Reproduce exactly the lines from the one containing "positive clicks: (359, 487) (816, 516)" through the last line of the data, both ends included.

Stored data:
::::::

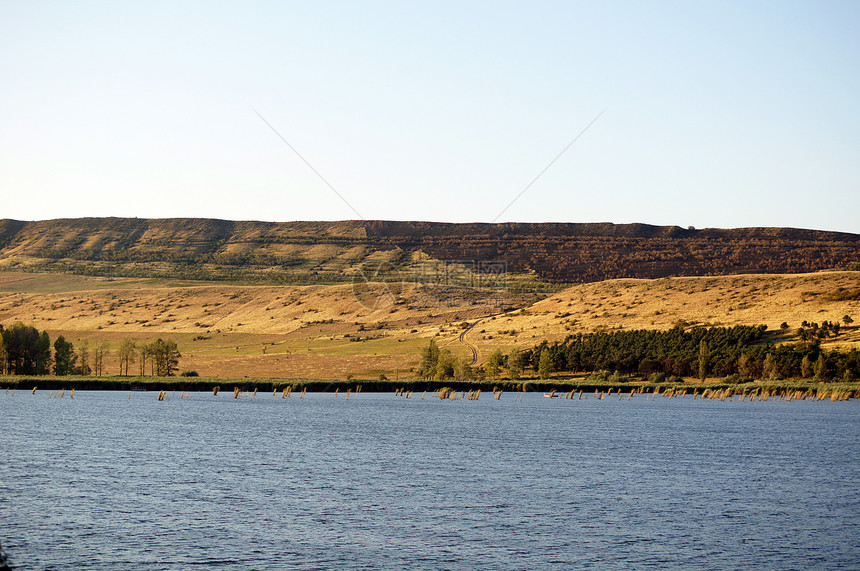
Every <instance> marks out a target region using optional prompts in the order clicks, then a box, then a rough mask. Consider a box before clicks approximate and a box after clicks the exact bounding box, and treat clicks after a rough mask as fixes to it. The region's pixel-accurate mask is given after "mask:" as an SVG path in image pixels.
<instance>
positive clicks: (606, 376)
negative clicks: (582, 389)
mask: <svg viewBox="0 0 860 571" xmlns="http://www.w3.org/2000/svg"><path fill="white" fill-rule="evenodd" d="M609 377H610V375H609V371H594V372H593V373H591V374H590V375H588V377H587V378H586V379H585V380H587V381H589V382H592V383H606V382H608V381H609Z"/></svg>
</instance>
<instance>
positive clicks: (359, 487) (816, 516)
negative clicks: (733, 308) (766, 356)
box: [0, 391, 860, 570]
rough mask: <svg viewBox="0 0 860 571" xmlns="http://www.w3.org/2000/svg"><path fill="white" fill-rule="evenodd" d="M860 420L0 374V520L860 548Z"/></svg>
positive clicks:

::::::

REPLY -
positive clicks: (359, 487) (816, 516)
negative clicks: (733, 308) (766, 356)
box: [0, 391, 860, 570]
rough mask: <svg viewBox="0 0 860 571" xmlns="http://www.w3.org/2000/svg"><path fill="white" fill-rule="evenodd" d="M860 420L0 374V520L860 548Z"/></svg>
positive clicks:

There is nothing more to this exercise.